## start RECORDS TO USE

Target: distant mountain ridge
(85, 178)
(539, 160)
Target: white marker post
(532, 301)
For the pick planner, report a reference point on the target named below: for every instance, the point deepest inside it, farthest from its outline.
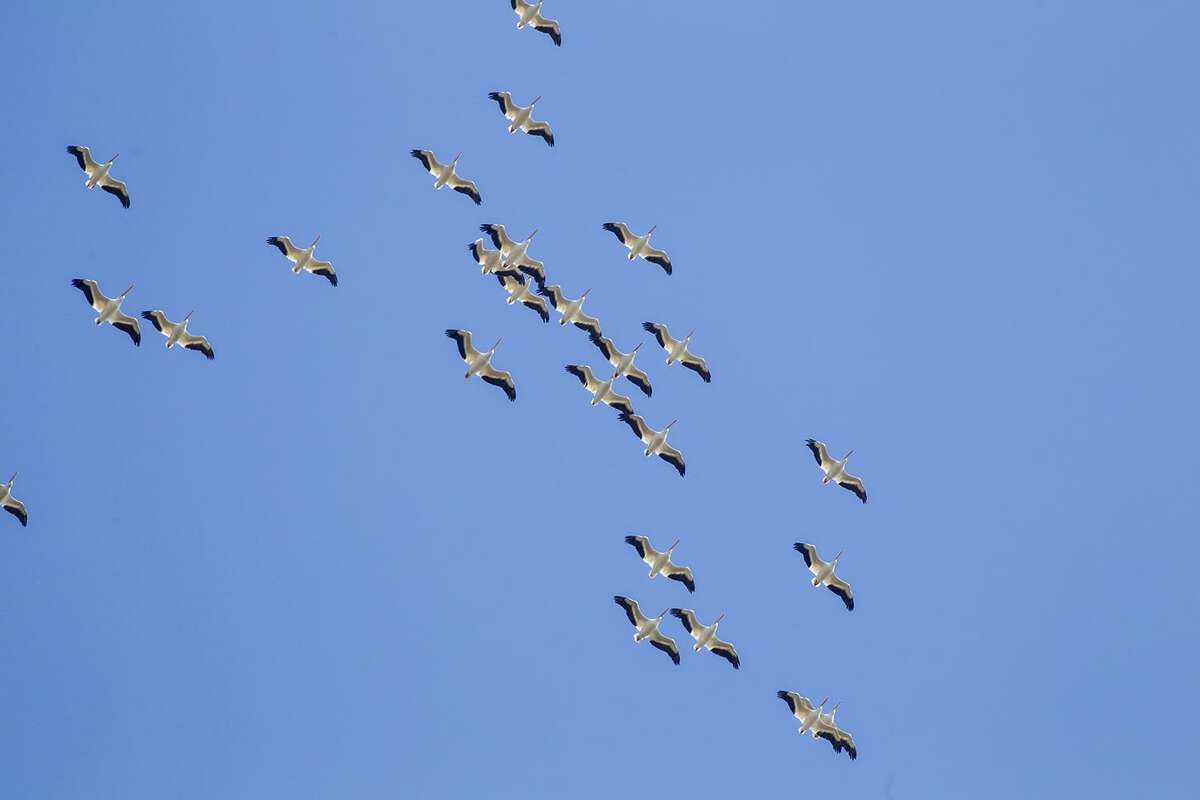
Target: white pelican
(521, 116)
(444, 174)
(601, 390)
(571, 311)
(706, 636)
(480, 364)
(835, 470)
(660, 563)
(519, 292)
(677, 350)
(623, 362)
(99, 174)
(109, 310)
(177, 332)
(11, 504)
(648, 627)
(655, 440)
(304, 259)
(516, 253)
(491, 262)
(531, 14)
(639, 246)
(823, 573)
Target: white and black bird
(177, 332)
(108, 310)
(648, 626)
(303, 260)
(11, 504)
(529, 13)
(571, 311)
(516, 253)
(520, 292)
(491, 262)
(835, 469)
(623, 362)
(655, 441)
(819, 725)
(601, 390)
(677, 350)
(706, 636)
(639, 246)
(480, 364)
(445, 175)
(521, 116)
(660, 561)
(100, 174)
(823, 573)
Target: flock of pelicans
(523, 280)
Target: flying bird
(706, 636)
(444, 174)
(521, 116)
(108, 310)
(480, 364)
(623, 362)
(639, 246)
(99, 174)
(835, 470)
(531, 14)
(571, 311)
(516, 253)
(660, 563)
(677, 350)
(11, 504)
(601, 391)
(648, 627)
(177, 332)
(823, 573)
(655, 440)
(304, 259)
(817, 723)
(519, 292)
(491, 262)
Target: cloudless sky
(955, 236)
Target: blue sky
(957, 238)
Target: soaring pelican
(99, 174)
(491, 262)
(639, 246)
(655, 440)
(835, 470)
(706, 636)
(11, 504)
(109, 310)
(660, 563)
(648, 627)
(823, 573)
(521, 116)
(677, 350)
(304, 259)
(480, 364)
(571, 311)
(623, 362)
(519, 292)
(516, 253)
(177, 332)
(601, 390)
(444, 174)
(531, 14)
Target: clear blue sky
(325, 566)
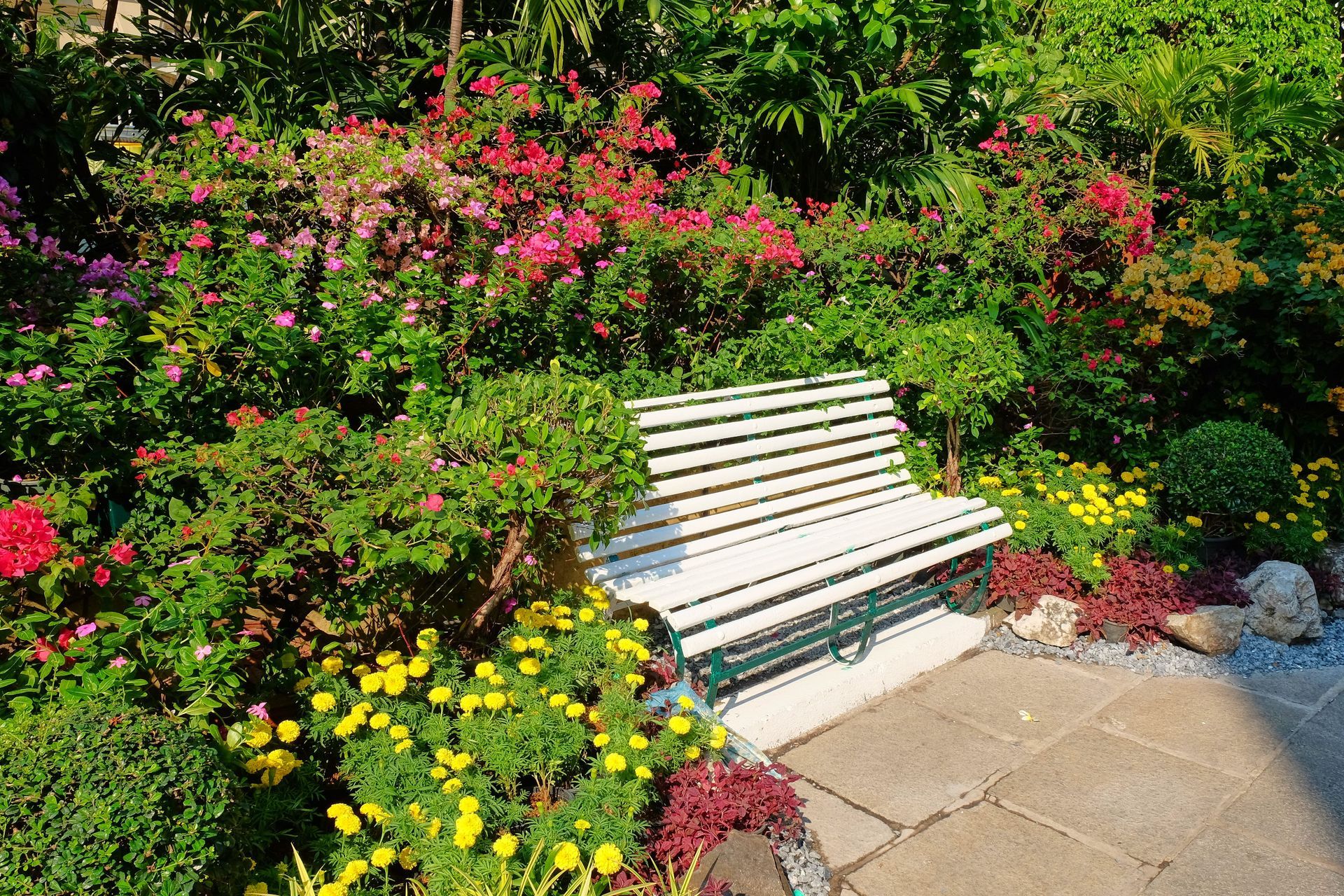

## end RECORDS TO USE

JOB:
Turn every line of the entries above into a numbered list, skipping blank lines and leaving out the pictures.

RESULT OF THE EXERCISE:
1. Target: distant mountain ridge
2. (85, 178)
3. (539, 160)
4. Target: white marker post
5. (532, 301)
6. For the pick planner, report a reference point on the target named below: for every instance, the point deepest inside it, farthest from its outline.
7. Target: white pelican
8. (521, 116)
9. (444, 174)
10. (601, 390)
11. (571, 311)
12. (706, 636)
13. (480, 364)
14. (835, 470)
15. (660, 563)
16. (519, 292)
17. (677, 350)
18. (623, 362)
19. (99, 174)
20. (109, 310)
21. (177, 332)
22. (11, 504)
23. (648, 627)
24. (655, 440)
25. (304, 259)
26. (516, 253)
27. (491, 262)
28. (531, 14)
29. (639, 246)
30. (823, 573)
31. Target: white and black bird
32. (177, 332)
33. (108, 310)
34. (648, 626)
35. (303, 260)
36. (11, 504)
37. (529, 13)
38. (571, 311)
39. (516, 253)
40. (520, 292)
41. (491, 262)
42. (835, 469)
43. (623, 362)
44. (655, 441)
45. (819, 725)
46. (601, 390)
47. (677, 350)
48. (706, 636)
49. (639, 246)
50. (480, 364)
51. (445, 175)
52. (521, 116)
53. (660, 561)
54. (100, 174)
55. (823, 573)
56. Target: flock of pelicans
57. (523, 280)
58. Target: flying bird
59. (706, 636)
60. (444, 174)
61. (521, 116)
62. (108, 310)
63. (480, 364)
64. (623, 362)
65. (639, 246)
66. (99, 174)
67. (835, 470)
68. (531, 14)
69. (571, 311)
70. (516, 253)
71. (660, 563)
72. (677, 350)
73. (11, 504)
74. (601, 391)
75. (648, 627)
76. (177, 332)
77. (823, 573)
78. (655, 440)
79. (304, 259)
80. (817, 723)
81. (519, 292)
82. (491, 262)
83. Target: cloudless sky
84. (955, 236)
85. Target: blue sky
86. (957, 238)
87. Target: soaring pelican
88. (99, 174)
89. (491, 262)
90. (639, 246)
91. (655, 440)
92. (835, 470)
93. (706, 636)
94. (11, 504)
95. (109, 310)
96. (660, 563)
97. (648, 627)
98. (823, 573)
99. (521, 116)
100. (677, 350)
101. (304, 259)
102. (480, 364)
103. (571, 311)
104. (623, 362)
105. (519, 292)
106. (516, 253)
107. (177, 332)
108. (601, 390)
109. (444, 174)
110. (531, 14)
111. Target: clear blue sky
112. (325, 566)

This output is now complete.